EXERCISE:
Below is a block of entries; repeat all of it exactly but omit the pictures.

SOURCE DATA:
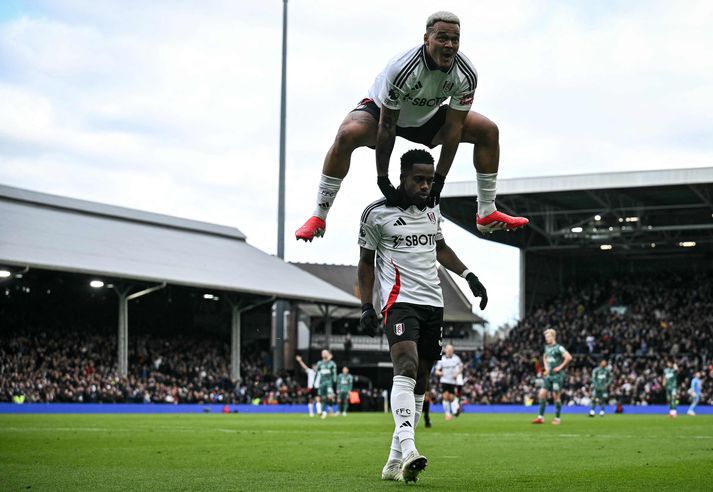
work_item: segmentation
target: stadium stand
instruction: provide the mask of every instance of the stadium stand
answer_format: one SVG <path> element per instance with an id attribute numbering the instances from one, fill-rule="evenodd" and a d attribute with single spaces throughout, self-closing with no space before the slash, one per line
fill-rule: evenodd
<path id="1" fill-rule="evenodd" d="M 588 404 L 591 371 L 606 358 L 614 372 L 612 401 L 663 403 L 667 358 L 679 367 L 679 398 L 687 401 L 692 372 L 708 373 L 703 399 L 713 404 L 713 276 L 658 275 L 572 286 L 527 315 L 482 353 L 465 354 L 464 393 L 474 403 L 524 403 L 535 396 L 544 348 L 542 332 L 574 356 L 563 399 Z"/>

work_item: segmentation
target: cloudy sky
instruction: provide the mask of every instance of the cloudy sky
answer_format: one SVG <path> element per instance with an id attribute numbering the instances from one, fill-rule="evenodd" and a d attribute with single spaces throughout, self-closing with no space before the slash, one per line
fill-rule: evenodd
<path id="1" fill-rule="evenodd" d="M 368 149 L 327 236 L 293 231 L 342 118 L 440 9 L 461 17 L 500 177 L 713 165 L 711 2 L 293 0 L 288 260 L 356 262 L 379 196 Z M 236 226 L 274 253 L 281 15 L 279 0 L 0 1 L 0 183 Z M 460 148 L 449 181 L 474 179 L 471 156 Z M 489 288 L 484 316 L 513 319 L 517 251 L 444 232 Z"/>

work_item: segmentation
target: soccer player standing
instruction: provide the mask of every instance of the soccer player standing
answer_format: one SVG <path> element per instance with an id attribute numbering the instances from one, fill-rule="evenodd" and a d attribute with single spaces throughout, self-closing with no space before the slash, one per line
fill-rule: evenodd
<path id="1" fill-rule="evenodd" d="M 663 383 L 664 388 L 666 388 L 666 402 L 668 403 L 668 416 L 671 418 L 676 418 L 676 398 L 678 397 L 678 380 L 676 378 L 676 372 L 678 371 L 678 366 L 676 363 L 669 359 L 666 361 L 666 367 L 663 370 Z"/>
<path id="2" fill-rule="evenodd" d="M 597 403 L 599 403 L 599 415 L 604 417 L 604 410 L 609 399 L 609 385 L 612 380 L 612 372 L 606 359 L 600 360 L 599 367 L 592 371 L 592 408 L 589 410 L 590 417 L 594 417 L 596 414 Z"/>
<path id="3" fill-rule="evenodd" d="M 342 373 L 337 378 L 337 401 L 339 402 L 339 411 L 341 411 L 342 416 L 347 416 L 347 409 L 349 409 L 349 392 L 354 386 L 354 377 L 349 374 L 349 368 L 344 366 L 342 368 Z"/>
<path id="4" fill-rule="evenodd" d="M 691 395 L 691 406 L 688 407 L 688 412 L 686 413 L 691 417 L 696 415 L 696 406 L 698 406 L 698 402 L 701 401 L 702 386 L 701 373 L 696 372 L 693 375 L 693 379 L 691 379 L 691 388 L 688 390 L 688 394 Z"/>
<path id="5" fill-rule="evenodd" d="M 297 239 L 312 241 L 324 235 L 327 214 L 349 172 L 352 152 L 359 147 L 376 150 L 377 184 L 390 202 L 397 199 L 388 173 L 397 136 L 430 148 L 441 146 L 430 191 L 431 206 L 438 203 L 459 143 L 472 143 L 478 180 L 478 230 L 513 230 L 528 223 L 495 207 L 499 131 L 488 118 L 470 111 L 478 73 L 459 52 L 459 42 L 460 19 L 451 12 L 436 12 L 426 21 L 423 43 L 389 61 L 376 77 L 369 96 L 339 127 L 324 159 L 315 210 L 295 232 Z"/>
<path id="6" fill-rule="evenodd" d="M 567 349 L 557 343 L 557 332 L 553 329 L 545 330 L 545 353 L 542 357 L 545 365 L 545 382 L 540 389 L 538 398 L 540 400 L 540 412 L 533 424 L 545 422 L 545 406 L 547 405 L 547 394 L 552 395 L 555 402 L 555 418 L 552 419 L 554 425 L 560 423 L 560 413 L 562 412 L 561 392 L 564 387 L 564 369 L 572 362 L 572 356 Z"/>
<path id="7" fill-rule="evenodd" d="M 457 413 L 458 377 L 463 375 L 463 361 L 454 353 L 453 345 L 446 345 L 445 353 L 436 364 L 436 376 L 441 378 L 443 392 L 443 413 L 446 420 L 451 420 Z"/>
<path id="8" fill-rule="evenodd" d="M 414 430 L 433 363 L 441 355 L 443 293 L 438 263 L 466 278 L 473 294 L 481 298 L 481 309 L 488 302 L 478 277 L 443 239 L 439 207 L 427 205 L 434 171 L 431 154 L 406 152 L 401 157 L 397 204 L 372 203 L 364 210 L 359 229 L 361 326 L 366 333 L 379 332 L 372 304 L 376 299 L 394 365 L 391 412 L 395 430 L 383 480 L 416 481 L 428 463 L 416 449 Z"/>
<path id="9" fill-rule="evenodd" d="M 334 401 L 334 383 L 337 381 L 337 364 L 329 350 L 322 350 L 322 360 L 317 362 L 319 375 L 319 399 L 322 403 L 322 418 L 327 418 L 327 407 Z"/>
<path id="10" fill-rule="evenodd" d="M 312 369 L 307 364 L 304 363 L 300 355 L 295 356 L 295 360 L 299 363 L 302 370 L 307 373 L 307 411 L 310 417 L 314 417 L 314 411 L 312 410 L 312 404 L 314 404 L 317 410 L 317 415 L 322 413 L 322 403 L 319 401 L 319 395 L 316 394 L 316 386 L 319 384 L 319 378 L 317 376 L 317 371 Z M 316 364 L 315 364 L 316 368 Z"/>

ANSWER:
work_item: segmentation
target: stadium stand
instruction: provide the mask of every instance of the stadium stand
answer_format: one SVG <path> element per instance with an id attribute numbering the instances from one, fill-rule="evenodd" and a d attribute with single spaces throughout, self-closing with no space before the slash, one per line
fill-rule: evenodd
<path id="1" fill-rule="evenodd" d="M 588 404 L 591 371 L 606 358 L 614 372 L 612 401 L 663 403 L 667 358 L 679 367 L 679 398 L 687 401 L 692 372 L 708 373 L 703 399 L 713 404 L 713 276 L 658 275 L 572 286 L 527 315 L 482 353 L 465 354 L 464 393 L 474 403 L 524 403 L 535 396 L 544 348 L 542 332 L 574 356 L 563 399 Z"/>

work_item: segmentation
target: cloudy sky
instruction: provide the mask of every instance of the cloudy sky
answer_format: one SVG <path> element per instance with an id attribute numbering the instances from one, fill-rule="evenodd" and a d attribute with single spaces throughout, self-closing with no space before the slash, one per line
fill-rule: evenodd
<path id="1" fill-rule="evenodd" d="M 368 149 L 327 236 L 293 231 L 342 118 L 440 9 L 461 17 L 500 177 L 713 165 L 711 2 L 293 0 L 288 260 L 356 262 L 379 196 Z M 236 226 L 274 253 L 281 15 L 279 0 L 0 1 L 0 183 Z M 460 148 L 449 181 L 474 179 L 471 156 Z M 489 288 L 484 316 L 513 319 L 517 251 L 444 232 Z"/>

work_item: segmentation
target: soccer player standing
instruction: provide the mask of every instance of the soccer player standing
answer_format: one SVG <path> element per instance with an id attribute numbering the instances from one, fill-rule="evenodd" and a d attribute with single spaces throughout, self-closing with no space before the slash, one per line
fill-rule: evenodd
<path id="1" fill-rule="evenodd" d="M 663 383 L 664 388 L 666 388 L 666 402 L 668 403 L 668 416 L 671 418 L 676 418 L 676 398 L 678 397 L 678 380 L 676 378 L 676 372 L 678 371 L 678 366 L 676 363 L 669 359 L 666 361 L 666 367 L 663 370 Z"/>
<path id="2" fill-rule="evenodd" d="M 597 403 L 599 403 L 599 415 L 604 417 L 604 410 L 609 399 L 609 385 L 612 380 L 612 372 L 606 359 L 600 360 L 599 367 L 592 371 L 592 408 L 589 410 L 590 417 L 594 417 L 596 414 Z"/>
<path id="3" fill-rule="evenodd" d="M 342 373 L 337 378 L 337 401 L 339 402 L 339 411 L 341 411 L 342 416 L 347 416 L 347 409 L 349 409 L 349 392 L 354 386 L 354 377 L 349 374 L 349 368 L 344 366 L 342 368 Z"/>
<path id="4" fill-rule="evenodd" d="M 691 395 L 691 406 L 688 407 L 688 412 L 686 413 L 691 417 L 696 415 L 696 406 L 698 406 L 698 402 L 701 401 L 702 386 L 701 373 L 696 372 L 693 375 L 693 379 L 691 379 L 691 388 L 688 390 L 688 394 Z"/>
<path id="5" fill-rule="evenodd" d="M 297 239 L 312 241 L 324 235 L 327 214 L 349 172 L 352 152 L 359 147 L 376 150 L 377 184 L 390 202 L 397 199 L 388 173 L 397 136 L 430 148 L 441 146 L 430 191 L 431 206 L 438 203 L 459 143 L 472 143 L 478 180 L 478 230 L 513 230 L 528 223 L 495 207 L 499 131 L 488 118 L 470 111 L 478 73 L 459 52 L 459 42 L 460 19 L 451 12 L 436 12 L 426 21 L 423 43 L 389 61 L 376 77 L 369 96 L 339 127 L 324 159 L 315 210 L 295 232 Z"/>
<path id="6" fill-rule="evenodd" d="M 567 349 L 557 343 L 557 332 L 553 329 L 545 330 L 545 353 L 542 357 L 545 365 L 545 382 L 540 389 L 538 398 L 540 400 L 540 412 L 533 424 L 545 422 L 545 406 L 547 405 L 547 394 L 552 395 L 555 402 L 555 418 L 552 419 L 554 425 L 560 423 L 560 413 L 562 412 L 561 392 L 564 387 L 564 369 L 572 362 L 572 356 Z"/>
<path id="7" fill-rule="evenodd" d="M 457 413 L 458 377 L 463 375 L 463 361 L 454 353 L 453 345 L 446 345 L 445 353 L 436 364 L 436 376 L 441 378 L 443 392 L 443 413 L 446 420 L 451 420 Z"/>
<path id="8" fill-rule="evenodd" d="M 414 430 L 433 363 L 441 355 L 443 293 L 438 263 L 466 278 L 473 294 L 481 298 L 481 309 L 488 302 L 478 277 L 443 239 L 439 207 L 427 205 L 434 171 L 431 154 L 406 152 L 401 157 L 397 204 L 372 203 L 364 210 L 359 229 L 361 326 L 366 333 L 379 332 L 372 304 L 376 299 L 394 365 L 391 412 L 395 430 L 383 480 L 416 481 L 428 463 L 416 449 Z"/>
<path id="9" fill-rule="evenodd" d="M 334 401 L 334 383 L 337 381 L 337 364 L 329 350 L 322 350 L 322 360 L 317 362 L 319 375 L 319 399 L 322 403 L 322 418 L 327 418 L 327 407 Z"/>
<path id="10" fill-rule="evenodd" d="M 312 369 L 307 364 L 304 363 L 300 355 L 295 356 L 295 360 L 299 363 L 302 370 L 307 373 L 307 411 L 310 417 L 314 417 L 314 411 L 312 410 L 312 404 L 314 404 L 317 410 L 317 415 L 322 413 L 322 403 L 319 401 L 319 395 L 316 394 L 316 386 L 319 384 L 319 378 L 317 376 L 317 371 Z M 316 364 L 315 364 L 316 368 Z"/>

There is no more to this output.